Activity:
Retype the following records exactly and exclude the pictures.

Saved entries
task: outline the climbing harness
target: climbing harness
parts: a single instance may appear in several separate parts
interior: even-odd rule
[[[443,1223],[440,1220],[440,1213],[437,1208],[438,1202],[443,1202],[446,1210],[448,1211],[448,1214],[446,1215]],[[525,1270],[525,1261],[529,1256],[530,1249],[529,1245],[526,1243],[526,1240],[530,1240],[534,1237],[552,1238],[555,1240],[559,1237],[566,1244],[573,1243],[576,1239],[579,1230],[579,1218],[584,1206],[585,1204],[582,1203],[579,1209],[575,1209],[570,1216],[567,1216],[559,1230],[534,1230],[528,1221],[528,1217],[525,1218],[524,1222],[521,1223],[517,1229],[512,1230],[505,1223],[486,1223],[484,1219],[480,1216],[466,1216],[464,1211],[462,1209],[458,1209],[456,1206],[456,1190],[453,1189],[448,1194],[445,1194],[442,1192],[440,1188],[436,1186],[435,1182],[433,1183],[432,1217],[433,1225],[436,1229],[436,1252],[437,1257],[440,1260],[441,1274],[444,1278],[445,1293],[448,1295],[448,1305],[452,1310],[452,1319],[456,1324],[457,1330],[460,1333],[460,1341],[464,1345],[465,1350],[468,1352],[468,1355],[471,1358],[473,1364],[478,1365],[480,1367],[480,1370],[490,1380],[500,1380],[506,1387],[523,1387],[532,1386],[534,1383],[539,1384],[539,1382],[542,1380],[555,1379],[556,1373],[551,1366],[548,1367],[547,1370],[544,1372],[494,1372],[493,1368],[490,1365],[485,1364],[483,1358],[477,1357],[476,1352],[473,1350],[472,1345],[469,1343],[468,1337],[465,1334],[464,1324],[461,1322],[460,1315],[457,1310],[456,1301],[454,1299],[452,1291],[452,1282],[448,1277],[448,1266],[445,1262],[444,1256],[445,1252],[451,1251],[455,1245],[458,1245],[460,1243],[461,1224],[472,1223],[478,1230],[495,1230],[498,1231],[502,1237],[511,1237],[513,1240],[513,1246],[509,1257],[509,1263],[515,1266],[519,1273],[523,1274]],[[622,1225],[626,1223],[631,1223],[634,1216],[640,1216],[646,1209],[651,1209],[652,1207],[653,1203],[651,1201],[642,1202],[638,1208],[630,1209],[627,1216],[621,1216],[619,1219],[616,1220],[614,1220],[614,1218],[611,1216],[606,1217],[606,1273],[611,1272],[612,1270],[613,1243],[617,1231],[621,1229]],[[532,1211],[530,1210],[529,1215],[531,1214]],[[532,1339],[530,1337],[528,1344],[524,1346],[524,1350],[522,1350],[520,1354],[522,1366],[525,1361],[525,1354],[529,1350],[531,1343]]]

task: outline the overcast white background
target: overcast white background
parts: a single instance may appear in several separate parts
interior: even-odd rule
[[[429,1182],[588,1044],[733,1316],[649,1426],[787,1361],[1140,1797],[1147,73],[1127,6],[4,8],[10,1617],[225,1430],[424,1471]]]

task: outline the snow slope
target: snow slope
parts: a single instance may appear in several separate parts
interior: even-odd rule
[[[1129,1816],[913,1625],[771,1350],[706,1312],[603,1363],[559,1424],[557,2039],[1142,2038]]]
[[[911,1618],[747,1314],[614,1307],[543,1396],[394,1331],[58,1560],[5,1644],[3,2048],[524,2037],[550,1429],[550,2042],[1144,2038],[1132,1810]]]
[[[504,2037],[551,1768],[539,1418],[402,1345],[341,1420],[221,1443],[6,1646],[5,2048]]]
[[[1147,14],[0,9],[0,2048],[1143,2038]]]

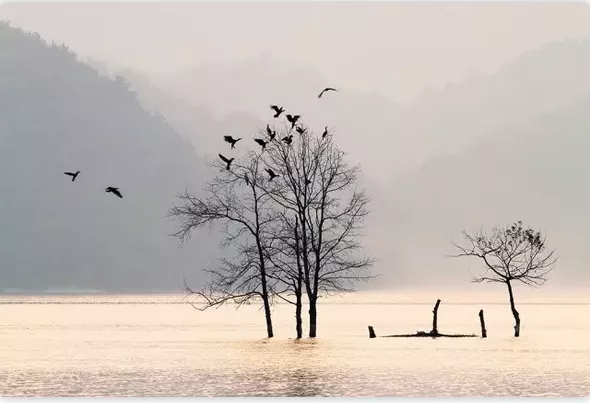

Final answer:
task: outline the climbing harness
target: climbing harness
parts: a single instance may appear in several separate parts
interior: even-odd rule
[[[443,1223],[440,1220],[440,1213],[437,1208],[438,1202],[443,1202],[446,1210],[448,1211],[448,1214],[446,1215]],[[525,1270],[525,1261],[529,1256],[530,1249],[529,1245],[526,1243],[526,1240],[530,1240],[534,1237],[552,1238],[555,1240],[559,1237],[566,1244],[573,1243],[576,1239],[579,1230],[579,1218],[584,1206],[585,1204],[582,1203],[579,1209],[575,1209],[570,1216],[567,1216],[559,1230],[534,1230],[528,1221],[528,1217],[525,1218],[524,1222],[521,1223],[517,1229],[512,1230],[505,1223],[486,1223],[484,1219],[480,1216],[466,1216],[464,1211],[462,1209],[458,1209],[456,1206],[456,1190],[453,1189],[448,1194],[445,1194],[442,1192],[440,1188],[436,1186],[435,1182],[433,1183],[432,1217],[433,1225],[436,1229],[436,1252],[437,1257],[440,1260],[441,1274],[444,1278],[445,1293],[448,1295],[448,1305],[452,1310],[452,1319],[456,1324],[457,1330],[460,1333],[460,1341],[464,1345],[465,1350],[468,1352],[468,1355],[471,1358],[473,1364],[478,1365],[480,1367],[480,1370],[490,1380],[500,1380],[506,1387],[523,1387],[532,1386],[534,1383],[539,1384],[539,1382],[542,1380],[555,1379],[556,1373],[551,1366],[548,1367],[547,1370],[544,1372],[494,1372],[493,1368],[490,1365],[485,1364],[483,1358],[477,1357],[476,1352],[473,1350],[472,1345],[469,1343],[468,1337],[465,1334],[464,1324],[461,1322],[460,1315],[457,1310],[456,1301],[454,1299],[452,1291],[452,1282],[448,1277],[448,1266],[445,1262],[444,1256],[445,1252],[451,1251],[455,1245],[458,1245],[460,1243],[461,1224],[472,1223],[478,1230],[495,1230],[498,1231],[502,1237],[511,1237],[513,1240],[513,1246],[509,1257],[509,1263],[515,1266],[519,1273],[523,1274]],[[622,1225],[626,1223],[631,1223],[634,1216],[640,1216],[646,1209],[651,1209],[652,1207],[653,1203],[651,1201],[642,1202],[638,1208],[630,1209],[627,1216],[621,1216],[619,1219],[616,1220],[614,1220],[614,1218],[611,1216],[606,1217],[606,1273],[611,1272],[612,1270],[613,1243],[617,1231],[621,1229]],[[532,1211],[530,1210],[529,1215],[531,1214]],[[532,1339],[530,1337],[528,1344],[524,1346],[524,1350],[522,1350],[520,1354],[522,1366],[525,1361],[525,1354],[529,1350],[531,1343]]]

task: outline the overcast white background
target: overcast white background
parts: a single instance may appear in several separate parts
interior: even-odd rule
[[[429,1182],[588,1044],[733,1316],[649,1426],[787,1361],[1140,1797],[1147,73],[1127,6],[4,8],[10,1617],[225,1430],[424,1471]]]

task: outline the snow slope
target: snow slope
parts: a single instance may appear in several separate parts
interior: even-odd rule
[[[1129,1816],[913,1625],[771,1350],[706,1312],[603,1363],[559,1424],[557,2039],[1142,2038]]]
[[[911,1618],[747,1314],[614,1307],[543,1396],[394,1331],[58,1560],[5,1644],[3,2048],[524,2037],[550,1429],[550,2042],[1144,2038],[1132,1810]]]
[[[504,2037],[551,1768],[539,1418],[402,1345],[341,1420],[221,1443],[6,1646],[5,2048]]]
[[[1147,14],[0,9],[0,2048],[1143,2038]]]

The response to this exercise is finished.